Referring expression data
------------------------------------------------------------

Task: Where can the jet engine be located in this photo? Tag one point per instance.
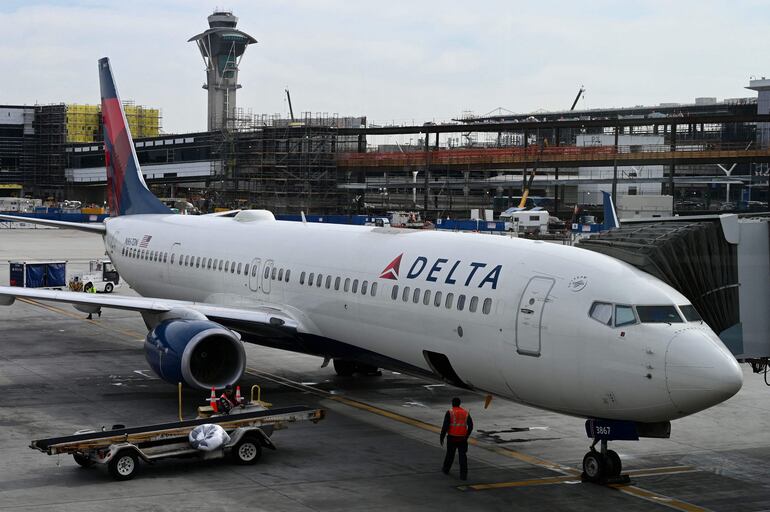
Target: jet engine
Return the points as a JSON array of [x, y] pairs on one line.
[[201, 353]]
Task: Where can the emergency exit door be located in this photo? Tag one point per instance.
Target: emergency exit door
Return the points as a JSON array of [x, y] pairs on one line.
[[529, 316]]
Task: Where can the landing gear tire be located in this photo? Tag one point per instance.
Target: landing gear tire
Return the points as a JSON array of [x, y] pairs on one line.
[[614, 466], [82, 460], [594, 466], [344, 368], [247, 451], [123, 465]]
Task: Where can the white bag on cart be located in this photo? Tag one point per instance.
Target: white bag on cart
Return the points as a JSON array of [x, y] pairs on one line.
[[208, 437]]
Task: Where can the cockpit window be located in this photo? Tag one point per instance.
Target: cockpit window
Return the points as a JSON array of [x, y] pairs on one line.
[[690, 313], [601, 312], [624, 315], [658, 314]]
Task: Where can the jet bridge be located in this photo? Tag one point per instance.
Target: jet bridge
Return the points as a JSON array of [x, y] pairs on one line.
[[720, 262]]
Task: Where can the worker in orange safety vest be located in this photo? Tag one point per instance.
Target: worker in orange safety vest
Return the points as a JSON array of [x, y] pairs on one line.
[[457, 428]]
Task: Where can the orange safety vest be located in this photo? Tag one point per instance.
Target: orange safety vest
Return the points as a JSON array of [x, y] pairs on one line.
[[458, 422]]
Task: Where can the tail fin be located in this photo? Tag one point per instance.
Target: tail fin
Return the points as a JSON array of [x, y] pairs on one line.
[[127, 192], [610, 215]]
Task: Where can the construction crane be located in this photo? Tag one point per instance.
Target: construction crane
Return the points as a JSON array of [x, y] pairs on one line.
[[291, 110], [525, 192], [574, 103]]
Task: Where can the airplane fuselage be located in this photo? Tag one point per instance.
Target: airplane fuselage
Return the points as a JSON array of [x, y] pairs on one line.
[[500, 315]]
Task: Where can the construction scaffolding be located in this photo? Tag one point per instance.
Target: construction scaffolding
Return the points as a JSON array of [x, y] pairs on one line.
[[84, 122], [283, 165]]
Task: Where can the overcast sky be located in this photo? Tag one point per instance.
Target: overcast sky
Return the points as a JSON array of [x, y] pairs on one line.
[[391, 61]]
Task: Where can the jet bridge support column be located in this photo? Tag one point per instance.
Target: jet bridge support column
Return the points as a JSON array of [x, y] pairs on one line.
[[615, 171]]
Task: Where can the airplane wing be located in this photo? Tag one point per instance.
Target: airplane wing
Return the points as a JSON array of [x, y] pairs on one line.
[[268, 316], [99, 228]]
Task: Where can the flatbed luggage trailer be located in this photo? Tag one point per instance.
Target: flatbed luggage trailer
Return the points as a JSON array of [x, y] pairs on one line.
[[122, 448]]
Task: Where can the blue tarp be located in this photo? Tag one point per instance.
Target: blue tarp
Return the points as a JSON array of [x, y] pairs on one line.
[[56, 274]]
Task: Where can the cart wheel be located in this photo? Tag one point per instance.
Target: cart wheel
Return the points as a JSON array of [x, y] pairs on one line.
[[123, 465], [247, 451], [82, 460]]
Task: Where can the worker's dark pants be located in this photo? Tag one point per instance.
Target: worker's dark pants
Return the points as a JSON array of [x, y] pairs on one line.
[[460, 444]]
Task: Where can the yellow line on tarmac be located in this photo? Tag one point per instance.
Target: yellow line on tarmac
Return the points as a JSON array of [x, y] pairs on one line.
[[536, 461], [104, 325], [501, 450], [660, 499], [669, 470], [519, 483]]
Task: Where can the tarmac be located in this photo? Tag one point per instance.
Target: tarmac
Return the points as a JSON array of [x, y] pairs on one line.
[[377, 449]]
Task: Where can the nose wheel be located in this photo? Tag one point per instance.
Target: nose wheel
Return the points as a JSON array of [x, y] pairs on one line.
[[603, 465]]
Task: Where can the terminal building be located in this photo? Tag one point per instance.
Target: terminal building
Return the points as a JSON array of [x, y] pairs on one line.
[[709, 155]]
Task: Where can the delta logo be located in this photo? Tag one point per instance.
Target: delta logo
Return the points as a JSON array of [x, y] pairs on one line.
[[448, 271]]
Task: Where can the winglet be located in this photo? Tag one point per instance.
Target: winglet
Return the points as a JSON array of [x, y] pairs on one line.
[[610, 215], [127, 192]]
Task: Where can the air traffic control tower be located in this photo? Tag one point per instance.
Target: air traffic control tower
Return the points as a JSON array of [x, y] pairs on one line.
[[222, 47]]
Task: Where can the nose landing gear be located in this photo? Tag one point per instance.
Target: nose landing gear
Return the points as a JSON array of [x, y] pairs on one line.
[[602, 466]]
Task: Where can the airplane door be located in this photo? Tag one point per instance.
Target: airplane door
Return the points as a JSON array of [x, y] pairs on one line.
[[172, 267], [266, 276], [530, 315], [255, 274]]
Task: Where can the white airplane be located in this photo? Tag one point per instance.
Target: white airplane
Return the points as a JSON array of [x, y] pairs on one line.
[[551, 326]]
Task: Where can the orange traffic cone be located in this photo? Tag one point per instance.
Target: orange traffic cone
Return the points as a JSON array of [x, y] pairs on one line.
[[238, 399], [213, 400]]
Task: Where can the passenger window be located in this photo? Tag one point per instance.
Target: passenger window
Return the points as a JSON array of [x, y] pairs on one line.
[[624, 315], [658, 314], [690, 313], [601, 312]]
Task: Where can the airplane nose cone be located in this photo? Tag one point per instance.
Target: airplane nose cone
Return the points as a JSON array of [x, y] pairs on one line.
[[700, 371]]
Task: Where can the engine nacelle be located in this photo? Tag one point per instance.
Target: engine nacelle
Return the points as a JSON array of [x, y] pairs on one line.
[[200, 353]]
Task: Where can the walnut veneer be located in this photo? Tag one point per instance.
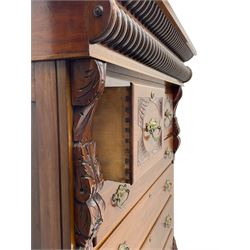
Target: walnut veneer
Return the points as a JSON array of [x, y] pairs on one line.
[[106, 80]]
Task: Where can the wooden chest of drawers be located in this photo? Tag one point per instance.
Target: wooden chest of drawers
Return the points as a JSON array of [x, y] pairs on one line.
[[106, 80]]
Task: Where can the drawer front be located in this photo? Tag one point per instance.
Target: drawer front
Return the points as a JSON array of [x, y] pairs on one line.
[[169, 243], [137, 224], [162, 228], [148, 127]]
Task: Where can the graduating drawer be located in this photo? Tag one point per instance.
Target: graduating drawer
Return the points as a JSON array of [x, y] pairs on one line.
[[162, 228], [116, 210], [135, 227]]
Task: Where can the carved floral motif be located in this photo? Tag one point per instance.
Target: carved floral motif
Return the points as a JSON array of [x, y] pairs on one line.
[[87, 86]]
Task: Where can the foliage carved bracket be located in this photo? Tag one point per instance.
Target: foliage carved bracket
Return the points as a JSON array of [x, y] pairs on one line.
[[87, 78]]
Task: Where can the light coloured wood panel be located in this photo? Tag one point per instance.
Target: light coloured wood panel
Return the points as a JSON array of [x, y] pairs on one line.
[[162, 228], [102, 53], [138, 223], [113, 214], [179, 25], [148, 104]]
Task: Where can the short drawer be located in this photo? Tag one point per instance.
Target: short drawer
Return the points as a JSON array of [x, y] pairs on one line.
[[162, 228], [133, 230], [119, 202], [130, 126]]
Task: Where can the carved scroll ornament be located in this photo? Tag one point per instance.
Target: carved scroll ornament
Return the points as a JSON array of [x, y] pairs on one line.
[[88, 78], [117, 30], [177, 94]]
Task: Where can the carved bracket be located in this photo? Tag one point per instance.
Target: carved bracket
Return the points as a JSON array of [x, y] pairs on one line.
[[177, 94], [174, 247], [87, 77]]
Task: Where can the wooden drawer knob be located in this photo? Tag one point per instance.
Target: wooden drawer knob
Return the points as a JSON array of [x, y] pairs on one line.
[[168, 222], [168, 153], [120, 196], [152, 128], [123, 246]]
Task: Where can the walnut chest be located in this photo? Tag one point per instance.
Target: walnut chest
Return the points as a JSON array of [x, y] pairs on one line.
[[106, 80]]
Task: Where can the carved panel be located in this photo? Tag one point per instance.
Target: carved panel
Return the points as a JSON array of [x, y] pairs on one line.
[[87, 79], [149, 121]]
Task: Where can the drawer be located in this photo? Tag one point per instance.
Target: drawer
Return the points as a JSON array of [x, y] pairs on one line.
[[162, 228], [169, 243], [133, 230], [148, 125], [113, 213], [130, 126]]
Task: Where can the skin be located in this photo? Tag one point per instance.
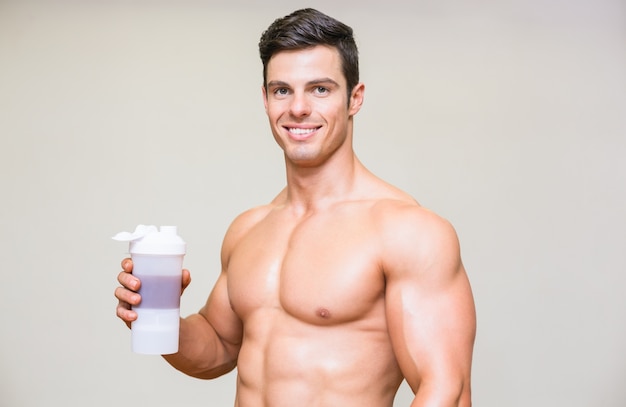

------------------------------------------------------------

Pull out all lines of the data with the string "short".

*ANSWER TO THE EXERCISE*:
Task: Where can the short drawer be located in this photo? Tag one point per instance.
Target: short drawer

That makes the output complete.